→ **Page text**:

Start

Although Jeffrey is eager to help Sir Walter, he does worry about the lies that he has told his mother about his new “job”, the fact that he isn’t really qualified for what he’s doing and doesn’t even have permission to be doing it, that the ogre might well end up eating him as well as Sir Walter, and that he left a mess in the office when he ran off on his rescue mission and is currently in possession of a dog that doesn’t belong to him.  The book is a fun adventure story, but it makes some good points about truthfulness and responsibility as well.

Although Jeffrey really only brought the dog along because he had nowhere else to leave him, it is really Lancelot who defeats the ogre, partly by accident.  At first, Jeffrey is tempted to claim the victory for himself, but he decides to be honest and admits the truth about the ogre’s defeat to Sir Walter.  Still, Sir Walter is grateful and offers to sponsor Jeffrey for knight school and give him a part-time job polishing his armor.  Jeffrey accepts, and he also gets to keep Lancelot, who needed a new home anyway, although his mother says that he will have to be responsible for the dog and its training.

The book is available to borrow and read for free online through Internet Archive.

The Dragons Are Singing Tonight

The Dragons Are Singing Tonight by Jack Prelutsky, illustrated by Peter Sis, 1993.

This is a picture book of poems about dragons, but that description doesn’t quite do the book justice.

Jack Prelutsky is best known for his books of humorous poems for children, but not all of the poems in this book are funny. Some of them are humorous or have humorous twists, but others are just about the magic and wonder of the idea of dragons, some of which only exist in the imagination. Sometimes, just believing in magic or imagining it can be magical by itself!

The pictures are all excellent, colorful, and fanciful, and they really bring the poems to life. The book is larger than average, and the pictures span full pages.

The book is currently available online through Internet Archive.

Book of Enchantments

Book of Enchantments by Patricia C. Wrede, 1996.

This is a collection of short fantasy stories, some of them based on other writings and series by the same author.  Many of them are also humorous. There is a section in the back of the book that explains the stories behind the stories and how they relate to her other works.

End

→ **Short problem**:
Answer these questions from the book reviews above, one answer per line:
(a) Who really defeats the ogre?
(b) Who illustrated The Dragons Are Singing Tonight?
(c) In what year was Book of Enchantments published?

→ **Dataset excerpt**:
Start

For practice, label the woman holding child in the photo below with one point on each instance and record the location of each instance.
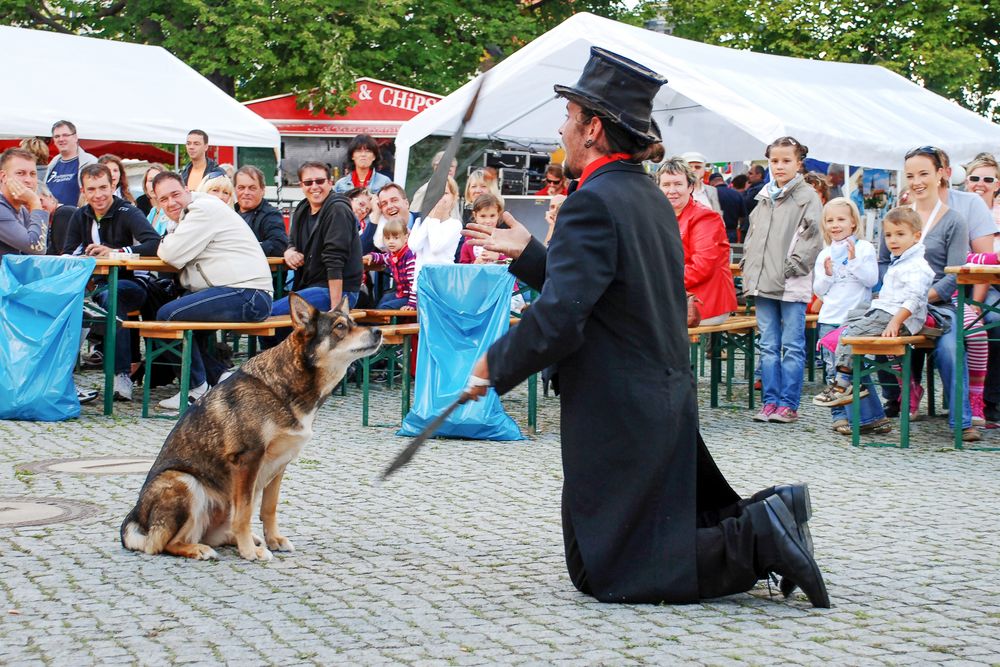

End

→ **The response**:
(a) Lancelot, the dog
(b) Peter Sis
(c) 1996